Set task 1: Find every line in the listing below that contains the word "white" and copy each of those lines. Case counts.

Extract to read:
▼▼▼
So, using ignite I do the following:task.phases['valid'].add_event_handler( Events.EPOCH_COMPLETED(every=1), Checkpoint(to_save, TrainsSaver(output_uri=self.checkpoint_path), 'best', n_saved=1, score_function=lambda x: task.phases['valid'].state.metrics[self.monitor] if self.monitor_mode == 'max' else -task.phases['valid'].state.metrics[self.monitor], score_name=self.monitor))
This means as you said: The last model saved with this checkpointing is the best model.
But since I passed a score_function, ignite will automatically append the value of it on the suffix, and I end up with: checkpoint_best_acc=
http://0.9.pt . I guess it's also implied that when you use the score_function
parameter, you're saving your best model (why would you use a score otherwise?).
▲▲▲
Set task 2: List every keyword argument that is given a value in the code in the forum post about ignite checkpointing above.

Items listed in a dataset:
▼▼▼
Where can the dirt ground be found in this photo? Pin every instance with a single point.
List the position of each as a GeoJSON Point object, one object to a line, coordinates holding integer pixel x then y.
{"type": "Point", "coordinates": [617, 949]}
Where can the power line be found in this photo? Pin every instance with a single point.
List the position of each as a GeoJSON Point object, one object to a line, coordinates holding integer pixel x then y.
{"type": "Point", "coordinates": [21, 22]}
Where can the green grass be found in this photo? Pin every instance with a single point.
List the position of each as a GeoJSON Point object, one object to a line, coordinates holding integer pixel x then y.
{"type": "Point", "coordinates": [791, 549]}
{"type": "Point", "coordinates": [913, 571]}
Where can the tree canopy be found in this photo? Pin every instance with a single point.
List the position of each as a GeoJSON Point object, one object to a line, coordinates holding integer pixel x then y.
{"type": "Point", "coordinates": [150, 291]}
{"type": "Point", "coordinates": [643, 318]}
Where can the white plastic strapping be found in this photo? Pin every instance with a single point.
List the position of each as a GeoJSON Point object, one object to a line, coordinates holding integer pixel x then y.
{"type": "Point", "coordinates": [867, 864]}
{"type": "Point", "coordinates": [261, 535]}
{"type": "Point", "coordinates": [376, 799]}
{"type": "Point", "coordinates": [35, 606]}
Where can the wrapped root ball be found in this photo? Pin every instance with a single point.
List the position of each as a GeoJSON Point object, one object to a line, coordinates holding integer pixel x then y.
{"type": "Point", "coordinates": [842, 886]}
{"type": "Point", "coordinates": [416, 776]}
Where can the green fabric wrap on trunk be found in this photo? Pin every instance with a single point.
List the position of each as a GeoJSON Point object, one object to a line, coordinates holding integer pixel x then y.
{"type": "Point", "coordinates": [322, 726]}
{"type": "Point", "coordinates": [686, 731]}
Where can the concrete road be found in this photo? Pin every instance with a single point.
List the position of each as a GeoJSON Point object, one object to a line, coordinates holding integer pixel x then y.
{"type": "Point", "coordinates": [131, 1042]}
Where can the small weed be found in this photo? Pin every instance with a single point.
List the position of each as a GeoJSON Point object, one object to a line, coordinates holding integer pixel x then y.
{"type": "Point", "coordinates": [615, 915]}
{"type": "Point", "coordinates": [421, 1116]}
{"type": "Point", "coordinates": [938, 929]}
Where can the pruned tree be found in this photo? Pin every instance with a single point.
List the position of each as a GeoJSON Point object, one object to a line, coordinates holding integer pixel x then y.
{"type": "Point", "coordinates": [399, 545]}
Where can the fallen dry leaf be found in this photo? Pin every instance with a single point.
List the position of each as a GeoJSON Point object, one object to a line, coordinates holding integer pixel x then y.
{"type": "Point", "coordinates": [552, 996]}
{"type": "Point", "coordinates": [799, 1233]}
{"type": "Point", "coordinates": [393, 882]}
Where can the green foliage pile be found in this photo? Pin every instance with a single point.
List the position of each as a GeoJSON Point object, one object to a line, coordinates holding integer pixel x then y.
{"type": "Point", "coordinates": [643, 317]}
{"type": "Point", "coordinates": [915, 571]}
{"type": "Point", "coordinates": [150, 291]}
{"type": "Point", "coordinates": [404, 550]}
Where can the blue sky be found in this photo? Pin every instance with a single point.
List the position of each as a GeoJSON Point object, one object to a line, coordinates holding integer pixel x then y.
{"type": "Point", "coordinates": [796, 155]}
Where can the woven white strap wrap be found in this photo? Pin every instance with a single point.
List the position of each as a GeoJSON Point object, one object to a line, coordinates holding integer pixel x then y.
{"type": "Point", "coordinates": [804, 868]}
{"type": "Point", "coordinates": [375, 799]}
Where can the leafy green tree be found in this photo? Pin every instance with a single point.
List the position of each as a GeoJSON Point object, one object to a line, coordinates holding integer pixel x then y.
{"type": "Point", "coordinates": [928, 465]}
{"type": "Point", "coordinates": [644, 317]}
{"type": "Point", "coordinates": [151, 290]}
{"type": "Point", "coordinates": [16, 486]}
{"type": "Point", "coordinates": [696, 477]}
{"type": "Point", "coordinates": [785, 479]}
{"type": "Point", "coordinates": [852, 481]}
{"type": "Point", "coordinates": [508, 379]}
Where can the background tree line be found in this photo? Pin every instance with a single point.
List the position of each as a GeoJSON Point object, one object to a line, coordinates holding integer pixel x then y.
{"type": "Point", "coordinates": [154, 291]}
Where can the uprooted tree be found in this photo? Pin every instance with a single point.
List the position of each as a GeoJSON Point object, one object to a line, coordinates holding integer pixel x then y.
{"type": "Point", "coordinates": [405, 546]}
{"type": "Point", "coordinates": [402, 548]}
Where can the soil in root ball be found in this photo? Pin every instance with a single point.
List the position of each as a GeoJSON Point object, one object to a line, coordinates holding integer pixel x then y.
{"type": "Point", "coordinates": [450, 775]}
▲▲▲
Finished answer 1:
Where can the white plastic strapping be found in this photo? Pin every instance with a single point.
Where can the woven white strap wrap be found in this photo? Pin every instance with a single point.

Finished answer 2:
every
output_uri
n_saved
score_function
score_name